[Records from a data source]
========
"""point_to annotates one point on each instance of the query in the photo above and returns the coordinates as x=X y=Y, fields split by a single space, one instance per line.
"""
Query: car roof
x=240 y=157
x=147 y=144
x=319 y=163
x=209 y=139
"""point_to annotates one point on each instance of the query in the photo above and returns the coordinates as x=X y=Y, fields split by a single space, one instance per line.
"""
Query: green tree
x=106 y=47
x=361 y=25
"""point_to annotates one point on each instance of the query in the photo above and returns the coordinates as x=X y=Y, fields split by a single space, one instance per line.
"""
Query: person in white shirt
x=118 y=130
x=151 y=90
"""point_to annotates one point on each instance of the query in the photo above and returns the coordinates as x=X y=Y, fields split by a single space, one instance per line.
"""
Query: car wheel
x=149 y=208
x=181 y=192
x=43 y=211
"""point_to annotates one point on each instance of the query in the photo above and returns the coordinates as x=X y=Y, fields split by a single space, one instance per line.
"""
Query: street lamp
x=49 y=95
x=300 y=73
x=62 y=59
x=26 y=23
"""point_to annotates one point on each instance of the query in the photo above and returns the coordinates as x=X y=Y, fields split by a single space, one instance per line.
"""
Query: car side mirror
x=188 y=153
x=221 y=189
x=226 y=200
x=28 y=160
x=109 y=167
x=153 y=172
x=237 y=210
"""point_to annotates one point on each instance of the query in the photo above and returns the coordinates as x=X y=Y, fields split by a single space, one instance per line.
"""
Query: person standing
========
Write out the entries above word for word.

SOLUTION BELOW:
"""point_to annotates one point on each instance of the query in the photo above and returns the coordinates as x=X y=Y, fields split by a single space, one instance per line.
"""
Query: car roof
x=240 y=157
x=147 y=144
x=319 y=163
x=209 y=139
"""point_to annotates one point on each instance of the query in the photo above and returns the coordinates as x=X y=Y, fields split by a single space, one instance per line.
"""
Query: green tree
x=106 y=47
x=361 y=25
"""point_to annotates one point on each instance of the query in the photo above and returns the coordinates as x=X y=Y, fields split by a single space, one instance per line.
"""
Query: person in white shirt
x=118 y=130
x=151 y=90
"""point_to annotates one point on each instance of the query in the photo above and returns the coordinates as x=X y=Y, fields split by a single space, one instance per line.
"""
Query: car wheel
x=149 y=208
x=181 y=192
x=43 y=211
"""point_to annotates one point on each instance of the query in the photo above and returns the coordinates as x=X y=Y, fields split by a single space, one instance per line.
"""
Query: street lamp
x=49 y=95
x=300 y=73
x=62 y=59
x=26 y=23
"""point_to annotates one point on each instance of the query in the photo above and returns the coordinates as x=X y=Y, fields split by a single space, one instance per line.
"""
Query: car side mirror
x=188 y=153
x=221 y=189
x=226 y=200
x=28 y=160
x=109 y=167
x=153 y=172
x=237 y=210
"""point_to annotates one point on each instance of the query in the photo above and returns the coordinates as x=X y=Y, fields split by a single space, one instance per line.
"""
Query: person standing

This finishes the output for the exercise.